_Set problem_: Render every line of the entries below as a JSON list of strings, one string per line, with blank lines omitted and the pictures left out.

_Data to use_:

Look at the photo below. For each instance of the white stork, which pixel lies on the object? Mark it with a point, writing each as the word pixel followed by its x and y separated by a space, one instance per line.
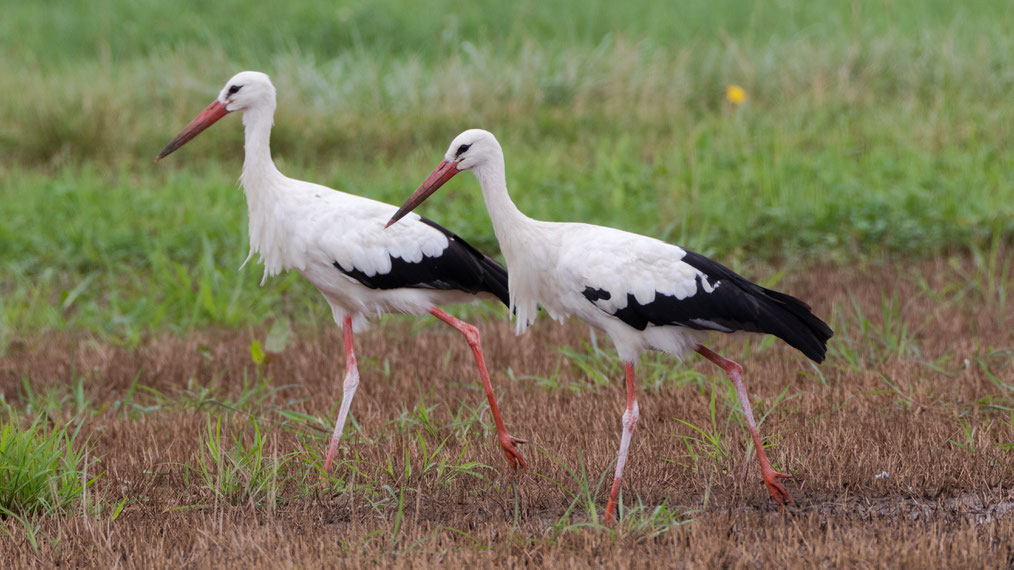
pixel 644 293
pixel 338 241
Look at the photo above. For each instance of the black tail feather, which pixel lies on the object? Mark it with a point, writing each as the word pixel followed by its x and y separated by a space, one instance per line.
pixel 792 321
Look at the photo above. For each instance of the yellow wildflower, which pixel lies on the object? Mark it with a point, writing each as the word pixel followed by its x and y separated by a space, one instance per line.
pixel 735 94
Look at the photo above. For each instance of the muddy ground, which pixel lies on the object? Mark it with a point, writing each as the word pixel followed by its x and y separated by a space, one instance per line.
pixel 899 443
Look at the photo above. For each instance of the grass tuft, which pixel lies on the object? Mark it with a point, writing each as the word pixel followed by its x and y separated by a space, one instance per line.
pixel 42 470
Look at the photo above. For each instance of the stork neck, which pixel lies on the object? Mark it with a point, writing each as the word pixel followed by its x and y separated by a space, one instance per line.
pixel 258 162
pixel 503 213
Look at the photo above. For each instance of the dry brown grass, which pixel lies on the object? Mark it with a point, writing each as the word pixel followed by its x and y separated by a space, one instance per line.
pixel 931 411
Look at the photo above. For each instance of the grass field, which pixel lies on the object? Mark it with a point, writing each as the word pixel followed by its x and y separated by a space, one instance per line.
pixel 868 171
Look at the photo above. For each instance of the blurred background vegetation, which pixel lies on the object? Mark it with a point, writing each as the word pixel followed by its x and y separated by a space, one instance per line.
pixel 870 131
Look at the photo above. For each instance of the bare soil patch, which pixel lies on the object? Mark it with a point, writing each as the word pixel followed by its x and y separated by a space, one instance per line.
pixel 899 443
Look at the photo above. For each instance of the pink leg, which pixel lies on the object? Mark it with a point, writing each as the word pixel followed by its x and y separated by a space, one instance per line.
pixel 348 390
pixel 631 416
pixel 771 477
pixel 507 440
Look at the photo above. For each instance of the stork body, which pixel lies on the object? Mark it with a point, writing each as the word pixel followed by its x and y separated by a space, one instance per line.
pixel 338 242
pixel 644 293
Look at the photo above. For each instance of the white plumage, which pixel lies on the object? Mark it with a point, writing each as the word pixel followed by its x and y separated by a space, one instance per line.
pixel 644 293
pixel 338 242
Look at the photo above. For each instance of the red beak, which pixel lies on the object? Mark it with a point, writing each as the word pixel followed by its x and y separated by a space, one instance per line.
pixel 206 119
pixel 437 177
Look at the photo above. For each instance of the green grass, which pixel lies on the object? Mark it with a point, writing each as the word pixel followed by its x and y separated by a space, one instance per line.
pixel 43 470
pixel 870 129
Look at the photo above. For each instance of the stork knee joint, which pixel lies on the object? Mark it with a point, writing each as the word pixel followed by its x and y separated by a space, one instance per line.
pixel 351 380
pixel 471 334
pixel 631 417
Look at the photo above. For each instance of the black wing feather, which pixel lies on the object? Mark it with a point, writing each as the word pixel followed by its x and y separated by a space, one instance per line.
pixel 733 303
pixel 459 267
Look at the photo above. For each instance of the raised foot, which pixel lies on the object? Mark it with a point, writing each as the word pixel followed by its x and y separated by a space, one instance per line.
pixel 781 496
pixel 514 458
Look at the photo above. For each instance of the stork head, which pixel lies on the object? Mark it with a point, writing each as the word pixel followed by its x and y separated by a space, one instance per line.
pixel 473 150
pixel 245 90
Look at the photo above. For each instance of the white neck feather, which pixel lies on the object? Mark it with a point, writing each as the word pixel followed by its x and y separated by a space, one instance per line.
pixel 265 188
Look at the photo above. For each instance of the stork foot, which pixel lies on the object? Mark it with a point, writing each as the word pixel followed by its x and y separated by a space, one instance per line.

_Answer_:
[
  "Look at the photo below. For each instance of the white stork, which pixel lies on the object? Mark it with a point, writing each as the word pixel followed by its x and y separated by a space, one instance per line.",
  "pixel 644 293",
  "pixel 338 241",
  "Look at the photo above. For each instance of the black tail feather, which pixel lies on the object? Mark it with a point, writing each as the word pixel followed by its x and y separated by a space, one instance per line.",
  "pixel 792 321",
  "Look at the photo above. For each instance of the yellow wildflower, which pixel lies on the object? Mark it with a point, writing each as the word pixel followed by its x and y separated by a space, one instance per line.",
  "pixel 735 94",
  "Look at the photo above. For each instance of the muddy ground, which pixel lies on the object? Mark it with a point, writing each as the word pixel followed by its x and y separated by a space, one instance per line.",
  "pixel 899 443",
  "Look at the photo above. For each instance of the grass tuft, which pixel lies on the object? Mark it with a point, writing each as the word pixel followed by its x and y separated by a space, one instance per line.",
  "pixel 42 470",
  "Look at the photo above. For each instance of the stork neck, which pixel lies on the object? Mark it with a point, writing each as the word pixel followed by its x and y separated by a space, one instance per line.",
  "pixel 258 162",
  "pixel 503 213",
  "Look at the photo above. For each instance of the dry brown grass, which pixel lies on the object? Mark it with a point, writing each as the word pixel followed by its x and y separated by a space, one instance per line.",
  "pixel 931 411",
  "Look at the photo above. For each instance of the grass field, which pixel lies on the object? Mark it with a point, writing each as the word pixel followed by its x and y separated by a space, one instance per line.",
  "pixel 868 171",
  "Look at the photo above. For each instance of the blurred background vegetation, which pixel lies on the object? Mark it with a point, writing each as the word pixel followed by its x and y separated by a space, one instance per line.",
  "pixel 870 131",
  "Look at the photo above. For each instance of the bare soil patch, which pixel lies on the object? Mark it with a point, writing each as the word pixel followed by its x and y separated by a space, one instance per line.",
  "pixel 899 443",
  "Look at the photo above. For each instance of the pink leg, which pixel lies on the object? Mark it with a point, writing each as the word pixel followed by its x and y separated by a space, one instance per line.",
  "pixel 348 390",
  "pixel 631 416",
  "pixel 771 477",
  "pixel 507 440",
  "Look at the photo above. For each instance of the stork body, which pixel lies on the object? Mark it with a point, writing each as the word pixel followed by its x and y separated by a space, one instance per line.",
  "pixel 338 242",
  "pixel 644 293",
  "Look at the photo above. For each instance of the white plumage, which pixel lies on the object? Mark it with a point, writing each as the word pixel followed by its x and y separated by a space, one instance per line.",
  "pixel 644 293",
  "pixel 338 242",
  "Look at the photo above. For each instance of the red beak, which pixel lies on the object? Mark it with a point, writing each as the word pixel followed by its x and y separated by a space, one instance per line.",
  "pixel 206 119",
  "pixel 437 177",
  "Look at the photo above. For each instance of the green grass, which pixel lies on the object? Mark it with a point, writing each as the word pixel followed by its x and y separated by a space, one instance per line.",
  "pixel 43 470",
  "pixel 870 129",
  "Look at the photo above. For each instance of the stork knee joint, which pixel lies on the object? Mark it with a point, writing each as the word pixel followed by its x and y separated by a space, one instance per line.",
  "pixel 351 380",
  "pixel 471 334",
  "pixel 631 417",
  "Look at the photo above. For each instance of the black wing feather, which pixel lies on the object? Mark it with a point, writing each as the word pixel followed by its x and y separated by a space, one instance per line.",
  "pixel 733 303",
  "pixel 459 267",
  "Look at the photo above. For each instance of the raised foot, which pixel lies on the object? Mark it with a point, writing each as the word pixel followed by its x and y separated by a space, one instance per line.",
  "pixel 781 496",
  "pixel 514 458",
  "Look at the photo above. For each instance of the stork head, which pixel lies on the object? Mark it with a point, writing each as the word pixel followed by its x and y separated by a space, one instance per line.",
  "pixel 473 150",
  "pixel 245 90",
  "Look at the photo above. For each instance of the white neck feather, which pixel lies on the object? Mark it with a point, writing each as the word pixel followed by its x and y separated by a space, one instance per line.",
  "pixel 265 188",
  "Look at the photo above. For each instance of the stork foot, which pixel lies on the object? Mark it with a point, writing each as the word pixel followed by its x and y separated by a space, one instance per line."
]